Cosa fare: Continua l'intervista a Matteo Montagna partendo dall'ultima frase riportata.

Testo estratto:

##########

Artisti da copertina. Parola a Matteo Montagna
La copertina del nuovo numero di Artribune Magazine è firmata da un artista innamorato dello sport e cresciuto nel solco della cultura pop. Lo abbiamo intervistato.
Nato e cresciuto in provincia, sin da piccolo Matteo Montagna ha coltivato una forte passione per lo sport, in particolare per il basket e il calcio. Nella vita e nel lavoro ha conservato lo spirito ludico, l’entusiasmo e la spontaneità di un bambino, perché ci dice: “È fondamentale divertirmi mentre creo. Gioco mentre lavoro e viceversa”. Le sue opere, frutto di performance, installazioni, fotografia e grafica, sono un concentrato di cultura hip hop, sport, folklore e influenze pop. È anche un abile disegnatore e illustratore, che si diverte a lanciare messaggi e lasciare segni su magliette, calze e cappellini, nello stesso modo in cui uno street artist lo fa sui muri delle città.
Carta d’identità.
Ehilà! Nato e cresciuto in Brianza, 1992.
Quando hai capito che volevi fare l’artista?
Quando ho capito che m’incuriosiva osservare.
Hai uno studio?
Sì, in Brianza. Grazie Dado!
Quante ore lavori al giorno?
Dipende.
Preferisci lavorare prima o dopo il tramonto?
Appena prima del tramonto, con luce naturale e morbida.
Che musica ascolti, che cosa stai leggendo e quali sono le pellicole più amate?
Amo Rino Gaetano. Ascolto musica italiana Anni Settanta-Ottanta. Mi piace la cultura hip hop. Sto leggendo Il buon abitare (Iñaki Ábalos), sono abbonato alla rivista Undici, che tratta di calcio in maniera molto seria e interessante, e sto rivedendo il catalogo di una mostra di Francis Alÿs al MALBA di Buenos Aires. Pellicole: Non essere cattivo (Claudio Caligari), Il sorpasso (Dino Risi), Dumbo e Totò.
Un progetto che non hai potuto realizzare, ma che ti piacerebbe fare.

##########

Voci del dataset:
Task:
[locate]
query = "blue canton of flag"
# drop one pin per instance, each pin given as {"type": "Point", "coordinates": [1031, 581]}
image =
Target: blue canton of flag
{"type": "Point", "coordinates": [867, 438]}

##########

Risposta scritta:
Ho sempre voluto giocare una partitella di calcio, 2 vs 2, in uno spazio espositivo, utilizzando la struttura limitante dello spazio come campo, senza alcuna modifica. All’esterno un truck con salamelle e birra fresca!
Qual è il tuo bilancio fino a oggi?
Essere fortunato a coltivare questa passione.
Come ti vedi tra dieci anni?
A viaggiare su una jeep, collaborando a più progetti possibili e con più capelli!
Il gioco è un elemento imprescindibile nel tuo lavoro: stampi di macchinine in gesso, palloni sgonfiati e squarciati, cappellini colorati da basket con slogan.
È fondamentale divertirmi mentre creo. Gioco mentre lavoro e viceversa. Ci sono regole da rispettare nel gioco, non è solo un’attività divertente. Quello che m’interessa è giocare creando, si tratta di un atteggiamento esteso anche alla mia vita.
Se ti dico Peter Pan.
Rispondo Daffy Duck.
Un altro aspetto fondamentale è lo sport.
Pratico sport dall’età di sei anni. Ho giocato a calcio per molto tempo, alle elementari praticavo anche basket e ricordo che i miei genitori non ne potevamo più dopo cinque anni – giocavo al sabato a basket e la domenica a calcio – ma li ringrazio molto. Dell’aspetto sportivo m’interessano tutte le dinamiche che si creano, come far parte di un team, compiere un’azione per fare goal o punto, emozionarsi quando si calpesta un campo d’erba, le stesse esultanze dopo un goal, usare il corpo per compiere degli sforzi apparentemente inutili. Ultimamente ho riguardato le performance di Matthew Barney, Drawing Restraint.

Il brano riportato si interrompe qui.